Input data:
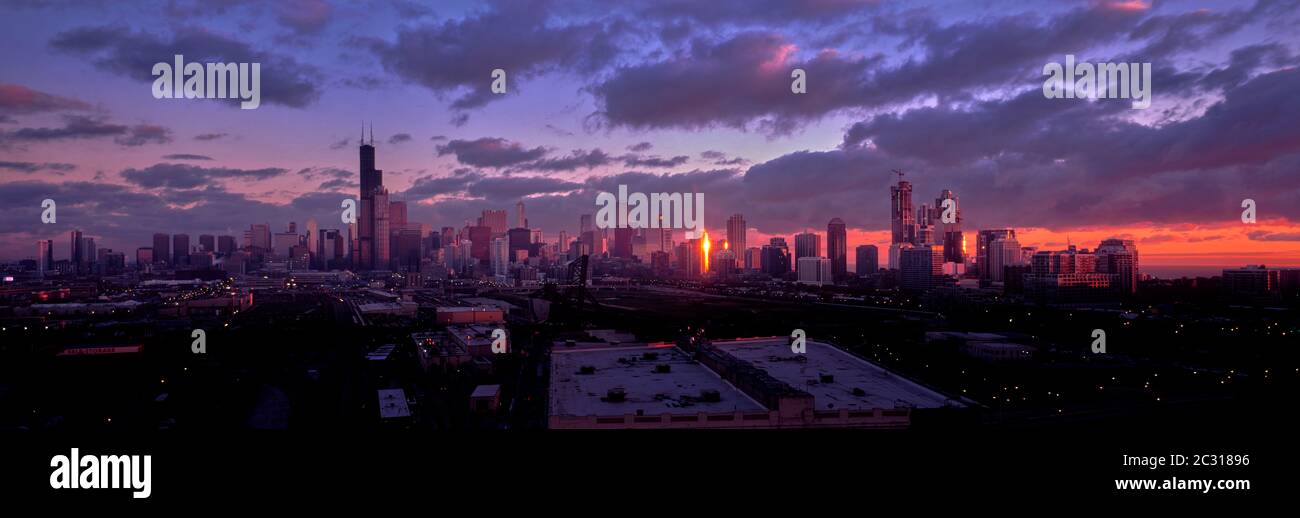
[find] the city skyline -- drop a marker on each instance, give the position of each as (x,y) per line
(122,165)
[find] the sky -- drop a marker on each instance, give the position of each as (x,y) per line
(662,96)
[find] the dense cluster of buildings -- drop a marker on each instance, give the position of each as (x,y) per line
(927,250)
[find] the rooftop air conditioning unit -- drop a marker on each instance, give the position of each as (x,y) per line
(616,395)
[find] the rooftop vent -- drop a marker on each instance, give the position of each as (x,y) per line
(615,396)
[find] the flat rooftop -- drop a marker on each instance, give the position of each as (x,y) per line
(393,404)
(485,391)
(675,392)
(880,388)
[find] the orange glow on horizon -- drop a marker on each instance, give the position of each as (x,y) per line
(705,246)
(1231,244)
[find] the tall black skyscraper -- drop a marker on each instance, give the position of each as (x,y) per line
(837,249)
(902,218)
(161,247)
(78,251)
(367,229)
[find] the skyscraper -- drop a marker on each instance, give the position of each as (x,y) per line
(982,242)
(623,242)
(180,250)
(1119,258)
(495,220)
(312,236)
(1002,251)
(867,259)
(78,251)
(814,271)
(776,258)
(922,267)
(807,245)
(258,237)
(161,245)
(44,257)
(901,214)
(480,240)
(367,254)
(837,249)
(949,234)
(736,233)
(143,258)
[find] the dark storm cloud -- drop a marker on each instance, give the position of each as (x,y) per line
(433,186)
(85,126)
(27,167)
(503,189)
(719,158)
(338,184)
(17,99)
(1274,236)
(758,11)
(520,38)
(579,159)
(1261,112)
(122,218)
(490,152)
(133,54)
(654,162)
(736,82)
(182,176)
(744,81)
(333,173)
(1169,34)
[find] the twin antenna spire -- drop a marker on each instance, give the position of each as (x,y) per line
(363,133)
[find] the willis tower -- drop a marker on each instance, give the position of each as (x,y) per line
(372,240)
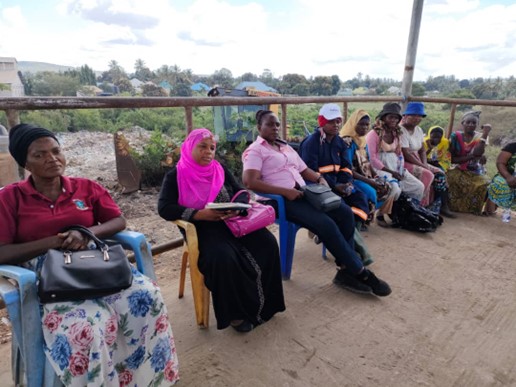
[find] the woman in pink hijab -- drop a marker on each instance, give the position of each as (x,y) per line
(243,274)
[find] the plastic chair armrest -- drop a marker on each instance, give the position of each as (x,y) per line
(136,242)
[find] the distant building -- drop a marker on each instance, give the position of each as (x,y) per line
(394,90)
(10,78)
(199,86)
(257,85)
(88,91)
(137,84)
(165,85)
(346,92)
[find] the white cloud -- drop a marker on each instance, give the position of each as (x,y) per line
(324,37)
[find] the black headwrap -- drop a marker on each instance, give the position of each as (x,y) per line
(20,138)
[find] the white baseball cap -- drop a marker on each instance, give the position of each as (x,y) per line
(330,111)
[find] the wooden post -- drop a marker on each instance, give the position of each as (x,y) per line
(449,130)
(284,131)
(410,60)
(189,119)
(13,118)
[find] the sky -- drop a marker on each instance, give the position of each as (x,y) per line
(464,38)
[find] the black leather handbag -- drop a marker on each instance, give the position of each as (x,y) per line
(84,274)
(321,197)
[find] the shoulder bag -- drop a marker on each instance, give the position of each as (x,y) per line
(257,217)
(321,197)
(84,274)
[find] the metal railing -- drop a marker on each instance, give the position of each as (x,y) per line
(13,105)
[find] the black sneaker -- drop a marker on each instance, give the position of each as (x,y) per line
(379,287)
(351,283)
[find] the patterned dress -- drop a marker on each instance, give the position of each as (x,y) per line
(123,339)
(499,191)
(467,186)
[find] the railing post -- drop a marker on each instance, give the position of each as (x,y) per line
(344,112)
(452,118)
(284,131)
(13,117)
(189,119)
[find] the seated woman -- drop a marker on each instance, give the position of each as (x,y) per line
(325,151)
(384,146)
(272,166)
(412,145)
(121,339)
(467,181)
(243,274)
(501,191)
(437,150)
(375,188)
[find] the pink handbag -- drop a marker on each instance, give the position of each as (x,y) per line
(258,216)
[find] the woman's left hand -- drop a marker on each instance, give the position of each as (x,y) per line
(229,214)
(511,181)
(486,128)
(73,240)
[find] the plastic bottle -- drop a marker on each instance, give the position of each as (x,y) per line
(506,215)
(401,167)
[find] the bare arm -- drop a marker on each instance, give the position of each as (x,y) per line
(16,253)
(252,181)
(314,177)
(501,164)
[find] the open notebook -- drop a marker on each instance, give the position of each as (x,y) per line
(228,206)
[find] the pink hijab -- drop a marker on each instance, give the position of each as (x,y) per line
(197,184)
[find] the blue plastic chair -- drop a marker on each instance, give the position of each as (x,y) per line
(28,363)
(287,233)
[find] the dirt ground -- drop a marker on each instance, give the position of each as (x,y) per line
(450,320)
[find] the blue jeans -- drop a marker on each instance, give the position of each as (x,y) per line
(334,228)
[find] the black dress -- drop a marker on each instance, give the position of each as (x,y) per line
(243,274)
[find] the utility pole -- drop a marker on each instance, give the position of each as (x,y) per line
(410,60)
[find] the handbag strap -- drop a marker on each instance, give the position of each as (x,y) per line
(85,231)
(242,191)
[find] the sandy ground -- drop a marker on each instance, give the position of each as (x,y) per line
(450,320)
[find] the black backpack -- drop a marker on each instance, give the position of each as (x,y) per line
(408,214)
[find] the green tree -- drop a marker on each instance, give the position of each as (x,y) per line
(151,90)
(322,85)
(87,76)
(223,78)
(418,89)
(142,72)
(125,86)
(463,94)
(335,84)
(293,84)
(248,77)
(49,83)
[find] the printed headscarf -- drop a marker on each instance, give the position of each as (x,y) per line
(20,138)
(442,150)
(472,113)
(349,128)
(198,184)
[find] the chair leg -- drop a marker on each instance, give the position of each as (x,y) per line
(205,323)
(184,263)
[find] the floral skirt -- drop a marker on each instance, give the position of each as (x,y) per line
(467,191)
(124,339)
(500,193)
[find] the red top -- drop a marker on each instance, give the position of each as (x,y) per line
(26,215)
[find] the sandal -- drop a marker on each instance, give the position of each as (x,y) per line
(380,220)
(242,326)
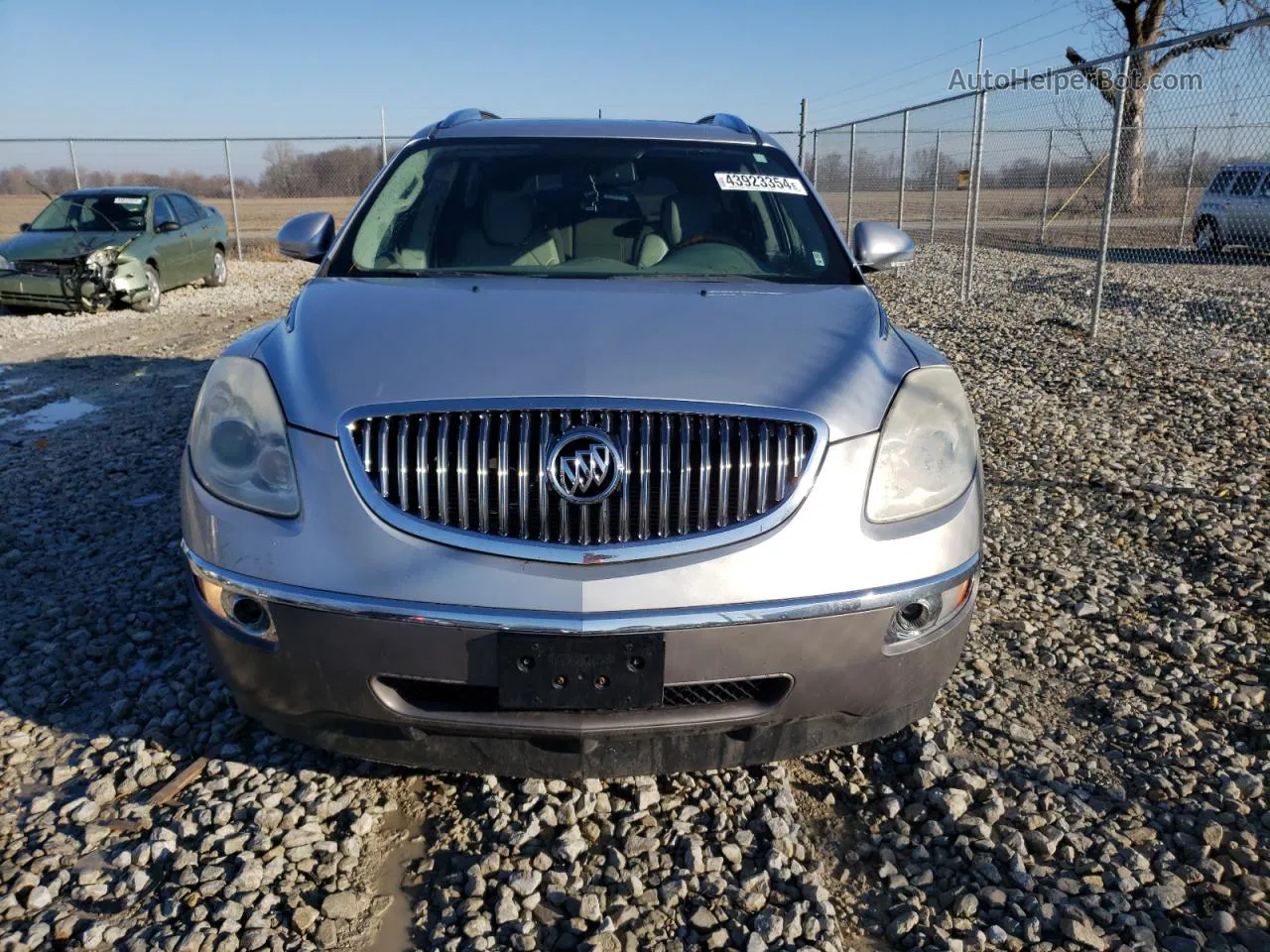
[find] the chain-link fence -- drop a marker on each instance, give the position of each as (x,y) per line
(1128,160)
(1125,162)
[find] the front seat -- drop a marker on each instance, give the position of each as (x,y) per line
(506,235)
(684,216)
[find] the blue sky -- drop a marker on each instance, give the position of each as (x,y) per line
(281,67)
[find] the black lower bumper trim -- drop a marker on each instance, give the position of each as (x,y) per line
(617,756)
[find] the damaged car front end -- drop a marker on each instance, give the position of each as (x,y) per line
(85,282)
(123,245)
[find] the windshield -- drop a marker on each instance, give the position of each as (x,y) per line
(599,208)
(93,212)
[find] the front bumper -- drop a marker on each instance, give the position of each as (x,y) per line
(42,291)
(123,282)
(339,671)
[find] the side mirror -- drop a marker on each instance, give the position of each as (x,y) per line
(878,246)
(308,238)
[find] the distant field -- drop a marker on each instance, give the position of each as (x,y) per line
(1002,212)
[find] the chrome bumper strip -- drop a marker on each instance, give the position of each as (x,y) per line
(579,622)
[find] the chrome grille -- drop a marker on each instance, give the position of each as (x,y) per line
(484,471)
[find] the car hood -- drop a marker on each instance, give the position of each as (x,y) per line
(53,245)
(358,341)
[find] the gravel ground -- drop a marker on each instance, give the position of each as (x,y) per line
(1092,778)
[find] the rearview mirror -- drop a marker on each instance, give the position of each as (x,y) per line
(878,246)
(308,238)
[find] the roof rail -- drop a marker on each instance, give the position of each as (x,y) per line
(728,121)
(460,116)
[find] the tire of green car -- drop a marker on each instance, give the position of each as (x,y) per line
(153,293)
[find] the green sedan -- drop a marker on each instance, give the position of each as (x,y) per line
(98,246)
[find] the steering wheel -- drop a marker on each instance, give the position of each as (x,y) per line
(707,239)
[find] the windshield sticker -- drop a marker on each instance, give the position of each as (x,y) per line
(743,181)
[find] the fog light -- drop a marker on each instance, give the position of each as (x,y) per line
(250,613)
(913,619)
(241,612)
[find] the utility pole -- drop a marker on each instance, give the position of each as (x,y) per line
(802,131)
(1109,198)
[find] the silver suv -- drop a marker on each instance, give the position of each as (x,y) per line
(1234,208)
(587,451)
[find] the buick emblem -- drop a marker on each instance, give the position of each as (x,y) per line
(584,465)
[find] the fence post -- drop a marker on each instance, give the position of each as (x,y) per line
(903,169)
(969,194)
(229,171)
(935,181)
(384,139)
(851,175)
(802,132)
(1044,202)
(1191,179)
(978,186)
(70,145)
(1109,197)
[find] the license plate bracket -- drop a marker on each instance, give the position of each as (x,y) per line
(580,671)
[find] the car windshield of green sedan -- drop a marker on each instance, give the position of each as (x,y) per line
(93,212)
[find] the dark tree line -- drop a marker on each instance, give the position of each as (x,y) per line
(344,171)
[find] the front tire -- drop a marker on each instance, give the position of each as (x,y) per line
(1207,239)
(220,272)
(153,293)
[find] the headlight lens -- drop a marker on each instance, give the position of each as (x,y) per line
(103,257)
(238,440)
(929,448)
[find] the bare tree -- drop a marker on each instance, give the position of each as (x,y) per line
(1141,23)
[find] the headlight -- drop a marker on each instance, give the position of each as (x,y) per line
(238,440)
(103,257)
(929,448)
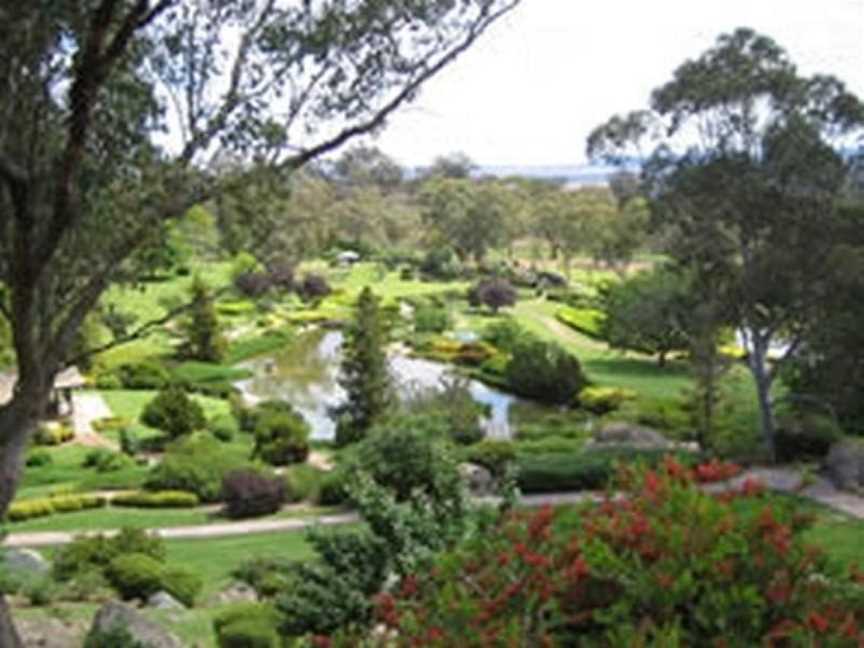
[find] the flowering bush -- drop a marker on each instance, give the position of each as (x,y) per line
(666,564)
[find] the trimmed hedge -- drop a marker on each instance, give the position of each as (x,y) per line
(585,320)
(158,499)
(247,625)
(546,473)
(42,507)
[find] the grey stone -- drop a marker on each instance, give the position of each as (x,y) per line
(164,601)
(25,562)
(480,481)
(115,614)
(630,435)
(844,464)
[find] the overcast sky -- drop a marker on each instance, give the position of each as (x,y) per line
(533,88)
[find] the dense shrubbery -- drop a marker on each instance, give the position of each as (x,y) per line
(249,493)
(146,374)
(805,436)
(88,553)
(247,625)
(195,464)
(494,293)
(429,318)
(173,412)
(281,437)
(34,508)
(668,565)
(313,287)
(585,320)
(556,472)
(545,372)
(602,400)
(159,499)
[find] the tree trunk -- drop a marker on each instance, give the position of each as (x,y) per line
(762,378)
(18,420)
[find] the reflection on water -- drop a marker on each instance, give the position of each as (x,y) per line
(306,375)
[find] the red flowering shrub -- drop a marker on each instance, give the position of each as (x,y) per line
(664,564)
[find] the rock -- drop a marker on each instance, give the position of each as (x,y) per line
(115,614)
(164,601)
(25,562)
(479,480)
(237,593)
(630,435)
(844,464)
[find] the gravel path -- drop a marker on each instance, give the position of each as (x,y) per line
(778,479)
(89,407)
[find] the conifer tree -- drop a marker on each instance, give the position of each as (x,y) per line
(365,375)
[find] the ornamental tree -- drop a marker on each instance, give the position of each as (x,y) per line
(87,173)
(744,164)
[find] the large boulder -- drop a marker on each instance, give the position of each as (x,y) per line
(25,562)
(164,601)
(630,435)
(146,632)
(844,464)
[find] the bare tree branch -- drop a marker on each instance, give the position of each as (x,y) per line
(408,92)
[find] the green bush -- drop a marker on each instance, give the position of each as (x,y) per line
(546,473)
(53,435)
(104,460)
(545,372)
(805,436)
(494,455)
(247,625)
(195,464)
(332,490)
(135,576)
(585,320)
(224,427)
(36,458)
(42,507)
(182,584)
(431,319)
(602,400)
(303,483)
(281,438)
(173,412)
(160,499)
(142,375)
(116,637)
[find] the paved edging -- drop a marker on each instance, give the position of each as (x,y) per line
(776,479)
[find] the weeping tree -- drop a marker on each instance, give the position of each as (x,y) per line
(744,161)
(117,115)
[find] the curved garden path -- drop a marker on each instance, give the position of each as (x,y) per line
(785,480)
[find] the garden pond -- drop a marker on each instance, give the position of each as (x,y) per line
(306,374)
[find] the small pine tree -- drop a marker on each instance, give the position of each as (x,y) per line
(204,340)
(365,373)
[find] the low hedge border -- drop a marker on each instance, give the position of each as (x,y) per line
(45,506)
(158,499)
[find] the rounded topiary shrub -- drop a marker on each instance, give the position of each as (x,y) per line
(281,438)
(174,412)
(135,576)
(249,493)
(182,584)
(545,372)
(247,625)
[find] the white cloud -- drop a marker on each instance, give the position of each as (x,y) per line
(530,92)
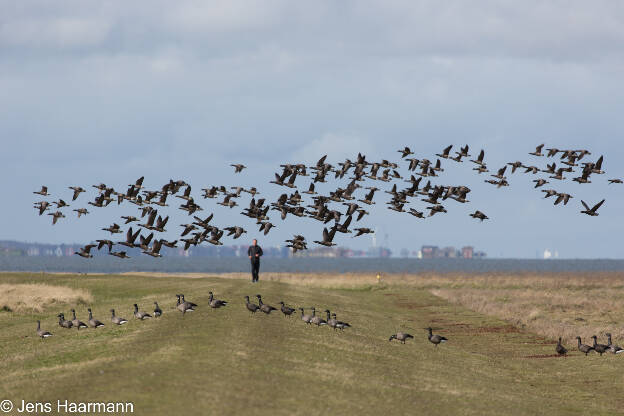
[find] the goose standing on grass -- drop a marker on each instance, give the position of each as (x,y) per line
(264,307)
(305,317)
(251,307)
(92,321)
(286,310)
(560,349)
(435,339)
(331,322)
(401,336)
(157,310)
(317,320)
(41,333)
(339,324)
(140,315)
(62,322)
(215,303)
(117,320)
(613,348)
(76,322)
(599,348)
(584,348)
(184,306)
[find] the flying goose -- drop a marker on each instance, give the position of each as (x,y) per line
(560,349)
(157,310)
(251,307)
(613,348)
(592,212)
(76,322)
(41,332)
(538,151)
(140,315)
(479,215)
(286,310)
(401,336)
(584,347)
(92,321)
(85,251)
(305,317)
(63,323)
(435,339)
(56,215)
(80,211)
(116,319)
(77,191)
(215,303)
(264,307)
(599,348)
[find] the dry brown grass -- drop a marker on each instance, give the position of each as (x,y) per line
(37,297)
(550,304)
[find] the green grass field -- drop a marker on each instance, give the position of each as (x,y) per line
(227,362)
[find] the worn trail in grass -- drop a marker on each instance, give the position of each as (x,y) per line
(226,361)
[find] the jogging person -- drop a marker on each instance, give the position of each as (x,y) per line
(254,252)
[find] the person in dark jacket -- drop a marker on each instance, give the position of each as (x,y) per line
(254,252)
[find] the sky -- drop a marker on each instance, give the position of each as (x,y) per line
(110,91)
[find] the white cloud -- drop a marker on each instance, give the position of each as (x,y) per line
(339,146)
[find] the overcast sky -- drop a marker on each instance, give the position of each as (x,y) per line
(109,91)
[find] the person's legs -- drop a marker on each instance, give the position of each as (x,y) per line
(255,266)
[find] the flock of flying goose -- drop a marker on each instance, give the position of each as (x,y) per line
(185,306)
(326,209)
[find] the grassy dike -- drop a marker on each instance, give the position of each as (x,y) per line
(228,362)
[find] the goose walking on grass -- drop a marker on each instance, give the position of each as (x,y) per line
(62,322)
(560,349)
(264,307)
(584,348)
(613,348)
(251,307)
(92,321)
(317,320)
(76,322)
(215,303)
(305,317)
(139,314)
(117,320)
(41,333)
(331,322)
(401,336)
(435,339)
(286,310)
(157,310)
(339,324)
(599,348)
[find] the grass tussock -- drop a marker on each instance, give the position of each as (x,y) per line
(550,305)
(31,298)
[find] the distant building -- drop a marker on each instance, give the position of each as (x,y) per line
(467,252)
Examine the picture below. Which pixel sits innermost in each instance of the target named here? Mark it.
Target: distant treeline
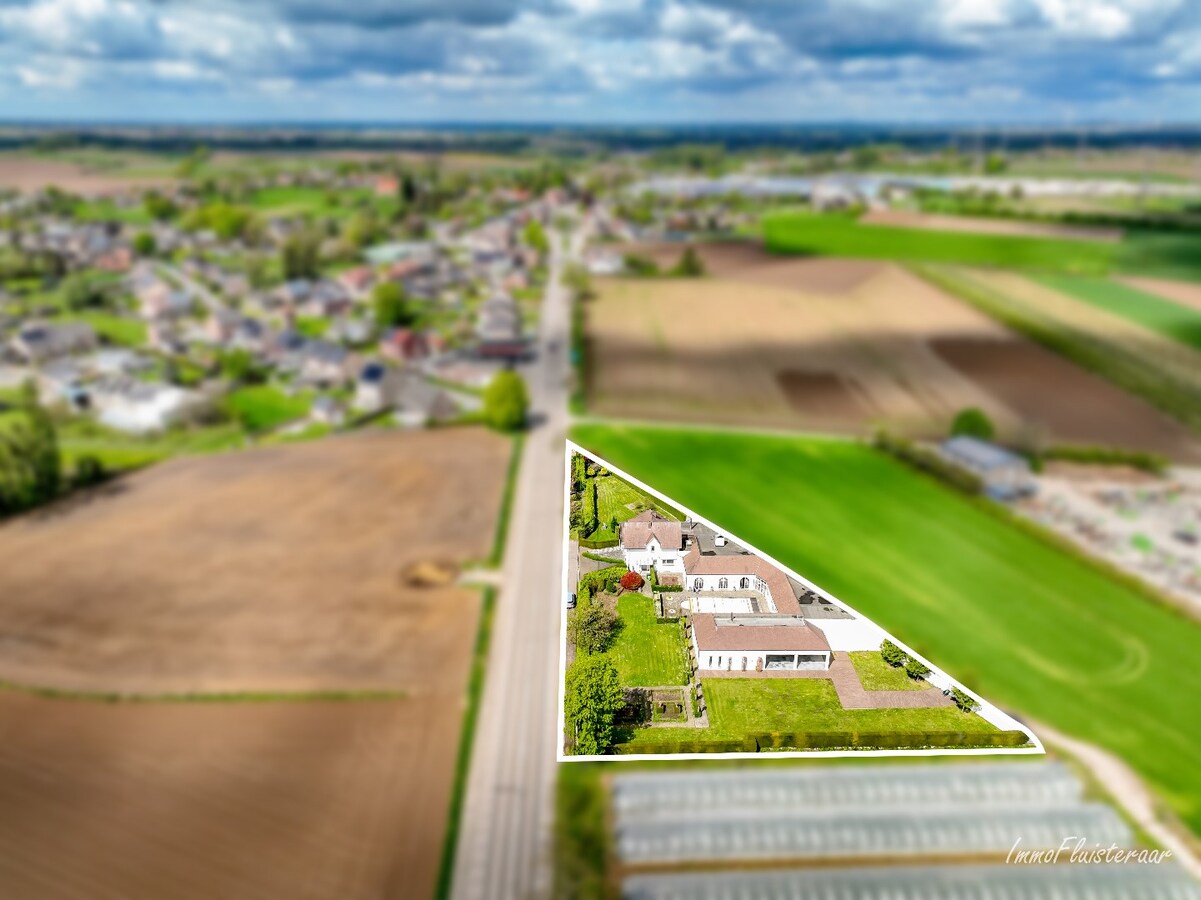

What this task involves:
Reproduce the final stretch of lines exactly: the line containing "[find] the goose walking" through the last line of the data, both included. Pictures do not belong in the copy.

Your response:
[find] the goose walking on grass -- drop a marker on each instance, give the position of each as (x,y) per line
(62,322)
(560,349)
(264,307)
(584,348)
(613,348)
(251,307)
(92,321)
(317,320)
(76,322)
(215,303)
(305,317)
(139,314)
(117,320)
(41,333)
(331,322)
(401,336)
(435,339)
(286,310)
(157,310)
(339,324)
(599,348)
[find] the grass tussock -- drop a marker on each instance, give the position of each as (x,y) per line
(550,305)
(31,298)
[find] the distant building -- drop a marker on each instance, give the position of each as (x,y) per line
(467,252)
Examine the picture below. Which pixel sits innermost in each instance of the target named here? Mark it.
Target: distant treeline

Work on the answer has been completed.